[Begin]

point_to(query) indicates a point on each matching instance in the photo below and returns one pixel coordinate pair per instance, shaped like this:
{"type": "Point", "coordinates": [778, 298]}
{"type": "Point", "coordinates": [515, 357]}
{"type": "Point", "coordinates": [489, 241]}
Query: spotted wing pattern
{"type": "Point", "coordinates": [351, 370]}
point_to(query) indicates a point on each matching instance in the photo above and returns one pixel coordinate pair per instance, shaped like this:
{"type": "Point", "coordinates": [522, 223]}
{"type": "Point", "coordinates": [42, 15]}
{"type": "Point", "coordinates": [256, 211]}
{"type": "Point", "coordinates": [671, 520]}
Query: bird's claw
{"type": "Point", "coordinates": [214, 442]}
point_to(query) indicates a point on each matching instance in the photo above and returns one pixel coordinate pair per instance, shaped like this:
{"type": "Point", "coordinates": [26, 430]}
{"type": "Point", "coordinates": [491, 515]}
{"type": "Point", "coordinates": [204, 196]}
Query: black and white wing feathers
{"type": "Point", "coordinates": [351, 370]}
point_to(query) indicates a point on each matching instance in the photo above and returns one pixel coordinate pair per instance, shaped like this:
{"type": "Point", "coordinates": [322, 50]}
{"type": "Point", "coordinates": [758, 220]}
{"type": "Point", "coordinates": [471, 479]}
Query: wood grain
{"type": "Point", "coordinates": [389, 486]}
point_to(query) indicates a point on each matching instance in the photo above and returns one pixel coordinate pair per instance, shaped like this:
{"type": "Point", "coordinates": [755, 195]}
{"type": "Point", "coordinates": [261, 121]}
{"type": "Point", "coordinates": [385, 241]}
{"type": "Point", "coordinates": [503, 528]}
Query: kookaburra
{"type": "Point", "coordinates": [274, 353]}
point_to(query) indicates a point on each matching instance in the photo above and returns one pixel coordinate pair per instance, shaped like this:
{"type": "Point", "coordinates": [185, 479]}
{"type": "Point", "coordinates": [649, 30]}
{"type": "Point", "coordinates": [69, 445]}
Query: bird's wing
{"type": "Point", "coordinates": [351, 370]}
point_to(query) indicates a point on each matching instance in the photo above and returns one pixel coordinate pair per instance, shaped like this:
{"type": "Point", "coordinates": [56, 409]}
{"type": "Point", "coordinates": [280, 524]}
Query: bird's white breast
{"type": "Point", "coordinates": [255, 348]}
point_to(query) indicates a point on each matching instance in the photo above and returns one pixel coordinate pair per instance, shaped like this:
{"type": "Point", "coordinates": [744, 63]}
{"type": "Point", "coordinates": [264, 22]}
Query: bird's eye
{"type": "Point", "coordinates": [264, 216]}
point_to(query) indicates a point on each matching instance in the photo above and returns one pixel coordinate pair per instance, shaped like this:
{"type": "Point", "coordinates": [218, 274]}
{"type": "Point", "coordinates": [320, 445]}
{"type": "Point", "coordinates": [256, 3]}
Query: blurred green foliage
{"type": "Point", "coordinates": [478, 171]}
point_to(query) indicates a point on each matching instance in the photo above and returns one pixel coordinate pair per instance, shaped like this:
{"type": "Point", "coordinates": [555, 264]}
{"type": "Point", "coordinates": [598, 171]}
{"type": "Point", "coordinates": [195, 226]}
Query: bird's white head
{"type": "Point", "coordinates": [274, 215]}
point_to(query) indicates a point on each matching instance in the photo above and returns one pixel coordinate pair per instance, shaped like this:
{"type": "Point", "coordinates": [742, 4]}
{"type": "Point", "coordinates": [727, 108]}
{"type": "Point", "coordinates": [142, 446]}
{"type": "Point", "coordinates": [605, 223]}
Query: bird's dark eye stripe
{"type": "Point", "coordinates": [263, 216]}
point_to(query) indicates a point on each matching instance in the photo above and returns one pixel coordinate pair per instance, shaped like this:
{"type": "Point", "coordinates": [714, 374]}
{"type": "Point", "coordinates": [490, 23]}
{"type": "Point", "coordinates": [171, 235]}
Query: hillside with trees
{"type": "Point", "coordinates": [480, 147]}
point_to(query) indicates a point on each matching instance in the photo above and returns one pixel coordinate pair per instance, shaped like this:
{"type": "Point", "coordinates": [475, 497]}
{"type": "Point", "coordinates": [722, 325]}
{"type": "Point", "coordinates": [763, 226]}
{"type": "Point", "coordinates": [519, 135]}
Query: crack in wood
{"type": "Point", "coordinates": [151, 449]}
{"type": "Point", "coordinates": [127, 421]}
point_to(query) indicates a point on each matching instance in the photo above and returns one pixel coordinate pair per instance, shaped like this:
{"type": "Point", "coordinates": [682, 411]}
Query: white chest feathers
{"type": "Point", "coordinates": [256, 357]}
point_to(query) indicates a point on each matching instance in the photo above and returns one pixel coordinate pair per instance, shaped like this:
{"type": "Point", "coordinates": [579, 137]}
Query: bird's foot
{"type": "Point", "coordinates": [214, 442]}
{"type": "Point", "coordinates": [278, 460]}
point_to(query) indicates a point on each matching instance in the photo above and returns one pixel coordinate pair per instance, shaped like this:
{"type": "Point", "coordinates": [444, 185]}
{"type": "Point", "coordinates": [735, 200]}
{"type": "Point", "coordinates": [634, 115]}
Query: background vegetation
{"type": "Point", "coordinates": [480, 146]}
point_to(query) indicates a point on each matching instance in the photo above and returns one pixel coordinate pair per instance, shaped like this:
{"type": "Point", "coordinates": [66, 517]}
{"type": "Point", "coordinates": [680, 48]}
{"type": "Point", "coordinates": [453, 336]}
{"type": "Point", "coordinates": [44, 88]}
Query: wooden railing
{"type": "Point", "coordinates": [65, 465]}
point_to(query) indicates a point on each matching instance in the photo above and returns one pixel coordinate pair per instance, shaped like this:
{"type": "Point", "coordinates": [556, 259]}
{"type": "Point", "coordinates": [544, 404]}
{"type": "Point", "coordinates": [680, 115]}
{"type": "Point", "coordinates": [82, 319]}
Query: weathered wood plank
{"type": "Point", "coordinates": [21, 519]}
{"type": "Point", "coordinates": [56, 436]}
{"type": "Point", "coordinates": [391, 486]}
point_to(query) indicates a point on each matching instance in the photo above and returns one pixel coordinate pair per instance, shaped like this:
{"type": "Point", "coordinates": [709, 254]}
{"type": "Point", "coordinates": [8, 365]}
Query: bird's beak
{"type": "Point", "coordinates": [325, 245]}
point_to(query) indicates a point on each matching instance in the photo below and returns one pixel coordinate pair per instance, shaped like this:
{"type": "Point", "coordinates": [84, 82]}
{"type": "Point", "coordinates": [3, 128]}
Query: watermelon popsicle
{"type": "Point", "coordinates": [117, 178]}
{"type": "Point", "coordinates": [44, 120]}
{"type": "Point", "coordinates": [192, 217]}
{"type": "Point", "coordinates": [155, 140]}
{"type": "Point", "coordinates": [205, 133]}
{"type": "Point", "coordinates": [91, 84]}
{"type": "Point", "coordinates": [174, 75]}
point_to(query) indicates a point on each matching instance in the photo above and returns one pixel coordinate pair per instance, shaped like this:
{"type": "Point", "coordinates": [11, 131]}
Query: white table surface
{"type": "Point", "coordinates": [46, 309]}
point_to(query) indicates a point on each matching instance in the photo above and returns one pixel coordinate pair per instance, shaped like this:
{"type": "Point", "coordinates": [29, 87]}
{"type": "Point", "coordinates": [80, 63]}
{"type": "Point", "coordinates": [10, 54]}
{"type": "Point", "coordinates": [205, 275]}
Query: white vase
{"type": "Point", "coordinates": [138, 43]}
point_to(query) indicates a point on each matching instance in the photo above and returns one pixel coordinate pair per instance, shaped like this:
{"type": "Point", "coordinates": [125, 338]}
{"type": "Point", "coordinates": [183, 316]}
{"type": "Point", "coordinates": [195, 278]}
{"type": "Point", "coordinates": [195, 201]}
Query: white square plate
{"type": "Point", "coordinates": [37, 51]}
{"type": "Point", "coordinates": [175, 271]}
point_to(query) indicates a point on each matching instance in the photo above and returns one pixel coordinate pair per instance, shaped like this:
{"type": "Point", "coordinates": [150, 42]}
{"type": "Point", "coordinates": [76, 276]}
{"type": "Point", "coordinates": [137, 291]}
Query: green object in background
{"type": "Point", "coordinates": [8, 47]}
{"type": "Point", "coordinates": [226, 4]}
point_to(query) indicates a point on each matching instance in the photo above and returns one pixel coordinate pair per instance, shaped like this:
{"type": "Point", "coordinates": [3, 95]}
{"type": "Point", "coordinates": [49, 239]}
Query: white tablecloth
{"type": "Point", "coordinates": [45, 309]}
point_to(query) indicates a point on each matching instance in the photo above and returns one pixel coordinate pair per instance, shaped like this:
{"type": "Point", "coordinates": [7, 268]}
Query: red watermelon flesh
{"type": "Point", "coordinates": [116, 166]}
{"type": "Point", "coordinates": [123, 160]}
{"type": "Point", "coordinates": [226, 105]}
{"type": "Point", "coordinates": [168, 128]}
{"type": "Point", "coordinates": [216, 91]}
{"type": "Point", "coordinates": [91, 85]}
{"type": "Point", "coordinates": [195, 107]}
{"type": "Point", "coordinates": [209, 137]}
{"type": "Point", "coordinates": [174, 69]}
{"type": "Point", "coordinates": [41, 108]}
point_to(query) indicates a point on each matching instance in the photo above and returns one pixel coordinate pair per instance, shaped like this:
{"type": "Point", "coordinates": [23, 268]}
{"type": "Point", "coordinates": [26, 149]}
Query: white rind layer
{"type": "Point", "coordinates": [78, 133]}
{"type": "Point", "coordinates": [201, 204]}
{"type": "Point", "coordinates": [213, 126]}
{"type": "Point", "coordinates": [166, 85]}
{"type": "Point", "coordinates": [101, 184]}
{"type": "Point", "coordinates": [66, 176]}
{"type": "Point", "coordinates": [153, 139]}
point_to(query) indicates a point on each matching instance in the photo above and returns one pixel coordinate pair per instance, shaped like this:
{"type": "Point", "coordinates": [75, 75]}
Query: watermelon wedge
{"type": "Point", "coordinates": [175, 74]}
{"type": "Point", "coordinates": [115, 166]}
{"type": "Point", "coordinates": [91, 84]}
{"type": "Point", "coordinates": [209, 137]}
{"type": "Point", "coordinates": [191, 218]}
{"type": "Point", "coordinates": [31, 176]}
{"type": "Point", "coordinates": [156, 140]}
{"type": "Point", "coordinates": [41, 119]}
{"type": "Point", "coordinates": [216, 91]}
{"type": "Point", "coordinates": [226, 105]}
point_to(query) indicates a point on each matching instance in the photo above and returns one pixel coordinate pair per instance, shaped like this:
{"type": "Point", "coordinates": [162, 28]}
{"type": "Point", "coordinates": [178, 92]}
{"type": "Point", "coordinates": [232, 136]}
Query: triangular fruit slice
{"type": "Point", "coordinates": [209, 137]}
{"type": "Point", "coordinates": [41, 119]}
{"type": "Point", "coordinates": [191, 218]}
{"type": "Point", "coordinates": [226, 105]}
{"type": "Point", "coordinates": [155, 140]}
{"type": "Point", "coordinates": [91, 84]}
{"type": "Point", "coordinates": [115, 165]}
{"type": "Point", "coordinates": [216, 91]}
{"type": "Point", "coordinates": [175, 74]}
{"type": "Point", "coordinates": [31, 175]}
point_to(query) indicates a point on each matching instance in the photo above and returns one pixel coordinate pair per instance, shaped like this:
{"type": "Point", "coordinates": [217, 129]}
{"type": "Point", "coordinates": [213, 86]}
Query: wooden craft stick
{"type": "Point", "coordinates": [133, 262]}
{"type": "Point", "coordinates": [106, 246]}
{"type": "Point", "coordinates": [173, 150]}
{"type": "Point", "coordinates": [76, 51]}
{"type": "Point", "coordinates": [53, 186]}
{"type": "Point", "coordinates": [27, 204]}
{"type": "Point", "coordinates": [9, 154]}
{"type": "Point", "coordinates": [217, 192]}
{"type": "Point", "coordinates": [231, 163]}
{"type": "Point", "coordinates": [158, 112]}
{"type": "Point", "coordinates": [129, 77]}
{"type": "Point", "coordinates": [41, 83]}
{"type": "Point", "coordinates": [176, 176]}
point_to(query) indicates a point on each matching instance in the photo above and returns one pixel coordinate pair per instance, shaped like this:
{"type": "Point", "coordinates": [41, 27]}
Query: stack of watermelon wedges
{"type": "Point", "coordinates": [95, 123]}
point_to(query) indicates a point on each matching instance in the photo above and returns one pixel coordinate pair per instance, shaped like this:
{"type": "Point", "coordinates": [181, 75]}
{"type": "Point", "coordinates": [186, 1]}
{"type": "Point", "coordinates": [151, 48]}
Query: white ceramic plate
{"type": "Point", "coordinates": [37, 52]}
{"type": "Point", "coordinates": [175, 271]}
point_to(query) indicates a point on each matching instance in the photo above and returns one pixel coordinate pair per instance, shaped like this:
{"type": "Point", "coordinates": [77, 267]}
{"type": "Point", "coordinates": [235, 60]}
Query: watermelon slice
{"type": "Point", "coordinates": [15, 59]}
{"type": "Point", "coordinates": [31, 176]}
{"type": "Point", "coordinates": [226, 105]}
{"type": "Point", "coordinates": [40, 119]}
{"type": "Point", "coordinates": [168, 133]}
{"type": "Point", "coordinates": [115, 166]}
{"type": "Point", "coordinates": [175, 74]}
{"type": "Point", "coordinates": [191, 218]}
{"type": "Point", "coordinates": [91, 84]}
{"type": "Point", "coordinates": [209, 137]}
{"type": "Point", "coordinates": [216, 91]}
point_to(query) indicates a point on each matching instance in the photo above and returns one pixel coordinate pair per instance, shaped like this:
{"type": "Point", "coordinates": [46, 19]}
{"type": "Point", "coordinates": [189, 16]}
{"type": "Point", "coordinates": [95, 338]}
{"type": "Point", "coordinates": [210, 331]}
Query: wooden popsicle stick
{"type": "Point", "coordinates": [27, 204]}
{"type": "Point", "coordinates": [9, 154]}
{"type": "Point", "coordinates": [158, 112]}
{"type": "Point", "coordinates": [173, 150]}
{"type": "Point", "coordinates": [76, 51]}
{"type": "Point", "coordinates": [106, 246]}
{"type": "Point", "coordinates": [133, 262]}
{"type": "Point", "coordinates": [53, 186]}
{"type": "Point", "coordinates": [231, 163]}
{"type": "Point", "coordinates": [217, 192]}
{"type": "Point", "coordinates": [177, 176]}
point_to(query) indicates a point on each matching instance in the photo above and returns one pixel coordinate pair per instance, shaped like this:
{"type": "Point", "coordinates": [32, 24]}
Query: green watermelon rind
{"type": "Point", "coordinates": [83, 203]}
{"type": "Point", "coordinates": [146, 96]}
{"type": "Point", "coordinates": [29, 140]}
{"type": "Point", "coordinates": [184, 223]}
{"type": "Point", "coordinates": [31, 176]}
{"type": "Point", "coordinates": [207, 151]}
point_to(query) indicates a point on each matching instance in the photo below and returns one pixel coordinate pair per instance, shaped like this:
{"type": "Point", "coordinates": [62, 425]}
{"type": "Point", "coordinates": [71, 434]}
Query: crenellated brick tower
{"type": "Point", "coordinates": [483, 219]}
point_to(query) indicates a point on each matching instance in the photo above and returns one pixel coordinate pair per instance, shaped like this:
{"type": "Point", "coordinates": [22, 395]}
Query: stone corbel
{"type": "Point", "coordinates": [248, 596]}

[End]

> [WHAT YOU NEED TO DO]:
Find every line of the material above that contains the string "background", and copy each of those lines. Case counts.

> [CORRECT RESPONSE]:
Query: background vegetation
Query: green object in background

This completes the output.